[start of ROWS]

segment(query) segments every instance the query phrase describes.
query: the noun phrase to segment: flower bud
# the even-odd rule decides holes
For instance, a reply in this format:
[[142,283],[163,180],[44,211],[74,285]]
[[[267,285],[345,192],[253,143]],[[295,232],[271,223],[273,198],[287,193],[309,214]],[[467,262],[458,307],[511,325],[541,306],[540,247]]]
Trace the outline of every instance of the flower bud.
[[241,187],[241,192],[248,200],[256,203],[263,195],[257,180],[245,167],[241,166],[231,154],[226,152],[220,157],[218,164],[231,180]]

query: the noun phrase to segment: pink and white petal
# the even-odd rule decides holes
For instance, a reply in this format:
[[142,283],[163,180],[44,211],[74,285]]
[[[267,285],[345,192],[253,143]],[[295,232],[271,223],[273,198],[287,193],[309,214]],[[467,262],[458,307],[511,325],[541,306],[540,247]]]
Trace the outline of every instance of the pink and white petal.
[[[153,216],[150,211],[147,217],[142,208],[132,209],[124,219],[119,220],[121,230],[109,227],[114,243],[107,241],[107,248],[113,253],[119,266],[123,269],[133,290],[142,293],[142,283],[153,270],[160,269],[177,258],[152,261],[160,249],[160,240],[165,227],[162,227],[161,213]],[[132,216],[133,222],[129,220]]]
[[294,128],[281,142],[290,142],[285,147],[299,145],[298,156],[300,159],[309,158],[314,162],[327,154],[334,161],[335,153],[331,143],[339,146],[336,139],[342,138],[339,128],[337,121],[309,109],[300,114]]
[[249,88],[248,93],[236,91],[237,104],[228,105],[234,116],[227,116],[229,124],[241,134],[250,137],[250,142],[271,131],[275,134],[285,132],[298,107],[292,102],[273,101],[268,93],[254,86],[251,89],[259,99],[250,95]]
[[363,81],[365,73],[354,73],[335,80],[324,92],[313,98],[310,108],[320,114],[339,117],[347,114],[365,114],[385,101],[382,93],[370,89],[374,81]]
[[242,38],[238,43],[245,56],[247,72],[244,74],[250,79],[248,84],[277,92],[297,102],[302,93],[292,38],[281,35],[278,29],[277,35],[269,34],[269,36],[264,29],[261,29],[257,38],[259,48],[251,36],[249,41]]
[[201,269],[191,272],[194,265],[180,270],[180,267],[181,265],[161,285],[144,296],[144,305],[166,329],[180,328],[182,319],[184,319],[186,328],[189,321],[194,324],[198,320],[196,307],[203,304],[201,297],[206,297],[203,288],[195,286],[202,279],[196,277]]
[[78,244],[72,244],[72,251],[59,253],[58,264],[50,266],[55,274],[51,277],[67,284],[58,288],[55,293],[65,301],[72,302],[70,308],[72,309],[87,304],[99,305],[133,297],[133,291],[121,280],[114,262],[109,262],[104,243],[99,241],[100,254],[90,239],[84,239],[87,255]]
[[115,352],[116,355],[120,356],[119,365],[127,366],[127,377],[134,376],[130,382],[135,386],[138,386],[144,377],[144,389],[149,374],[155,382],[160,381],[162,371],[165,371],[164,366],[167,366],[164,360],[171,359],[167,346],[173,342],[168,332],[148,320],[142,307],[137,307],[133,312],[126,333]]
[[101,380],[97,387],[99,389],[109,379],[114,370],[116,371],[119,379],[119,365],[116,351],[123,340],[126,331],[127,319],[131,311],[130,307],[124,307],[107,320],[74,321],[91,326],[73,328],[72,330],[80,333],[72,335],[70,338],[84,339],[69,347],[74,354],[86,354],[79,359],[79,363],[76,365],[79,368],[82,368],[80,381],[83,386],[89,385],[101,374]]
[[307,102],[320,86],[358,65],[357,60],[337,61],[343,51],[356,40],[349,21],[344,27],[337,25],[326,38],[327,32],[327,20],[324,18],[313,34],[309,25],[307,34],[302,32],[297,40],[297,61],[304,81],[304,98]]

[end of ROWS]

EXERCISE BRIEF: Rewrite the full listing with every "Trace the outline" changed to "Draw the boundary", keeping everything else the same.

ANSWER TO THE PROBLEM:
segment(query) segments every instance the query phrase describes.
query: the noun phrase to segment: flower bud
# the even-odd rule decides holes
For instance, a reply in this format:
[[142,283],[163,180],[44,211],[74,285]]
[[[267,285],[345,192],[253,143]],[[295,232],[271,223],[273,198],[287,193],[309,214]],[[467,262],[458,307],[511,325],[541,306],[540,247]]]
Draw the boundary of every instance of the flower bud.
[[241,187],[241,192],[248,200],[256,203],[263,195],[257,180],[245,167],[241,166],[231,154],[226,152],[220,157],[218,164],[231,180]]

query: the noun phrase to segment: pink and white petal
# the even-odd rule decides holes
For instance, a reply in this format:
[[142,283],[163,180],[44,211],[74,285]]
[[[267,285],[345,192],[253,143]],[[295,232],[271,223],[273,198],[287,193],[309,214]],[[467,262],[458,307],[511,325],[541,306],[540,247]]]
Draw the boundary of every instance of the pink and white petal.
[[[153,216],[150,211],[147,217],[142,208],[132,209],[124,219],[119,220],[121,230],[109,227],[114,243],[107,241],[107,248],[113,253],[119,266],[123,269],[133,290],[142,293],[142,283],[153,270],[160,269],[177,258],[152,261],[160,249],[160,240],[165,227],[162,227],[161,213]],[[132,216],[133,222],[129,220]]]
[[294,128],[281,142],[290,142],[285,147],[299,145],[298,156],[300,159],[309,158],[314,162],[327,154],[334,161],[335,153],[331,143],[339,146],[336,139],[342,138],[339,128],[337,121],[309,109],[300,114]]
[[249,88],[248,93],[236,91],[237,104],[228,105],[234,116],[227,116],[229,124],[241,134],[250,137],[250,142],[271,131],[275,134],[285,132],[298,107],[292,102],[273,101],[268,93],[254,86],[251,89],[259,99],[250,95]]
[[363,81],[365,73],[354,73],[335,80],[324,92],[313,98],[310,108],[320,114],[339,117],[347,114],[365,114],[385,101],[382,93],[370,89],[374,81]]
[[242,38],[238,43],[245,56],[247,72],[244,74],[250,79],[248,84],[277,92],[297,102],[302,93],[292,38],[281,35],[278,29],[277,35],[269,34],[269,36],[264,29],[261,29],[257,38],[259,48],[251,36],[249,41]]
[[201,269],[191,272],[194,265],[180,270],[180,267],[181,265],[161,285],[144,296],[144,305],[166,329],[180,328],[182,319],[184,319],[186,328],[189,321],[194,324],[198,320],[196,307],[203,304],[201,297],[206,297],[203,288],[195,286],[202,279],[196,277]]
[[78,244],[72,244],[72,251],[59,253],[58,264],[50,266],[55,274],[51,277],[67,284],[58,288],[55,293],[65,301],[72,302],[70,308],[72,309],[87,304],[99,305],[133,297],[133,291],[121,280],[114,262],[109,262],[104,243],[99,241],[100,254],[90,239],[84,239],[87,255]]
[[115,352],[116,355],[120,356],[119,365],[127,366],[127,377],[134,376],[130,382],[135,386],[138,386],[144,377],[144,389],[149,374],[155,382],[160,381],[162,371],[165,371],[164,366],[167,366],[164,360],[171,359],[167,346],[173,342],[168,332],[148,320],[142,307],[137,307],[133,312],[126,333]]
[[101,380],[97,387],[99,389],[109,379],[114,370],[116,371],[119,379],[119,365],[116,351],[123,340],[126,331],[127,319],[131,311],[130,307],[124,307],[107,320],[74,321],[91,326],[73,328],[72,330],[80,333],[72,335],[70,338],[84,339],[69,347],[74,354],[86,354],[79,359],[79,363],[76,365],[79,368],[82,368],[80,381],[83,386],[89,385],[101,374]]
[[307,102],[320,86],[358,65],[357,60],[337,61],[343,51],[356,40],[349,21],[344,27],[337,25],[326,38],[327,32],[327,20],[324,18],[313,34],[309,25],[307,34],[302,32],[297,40],[297,61],[304,81],[304,98]]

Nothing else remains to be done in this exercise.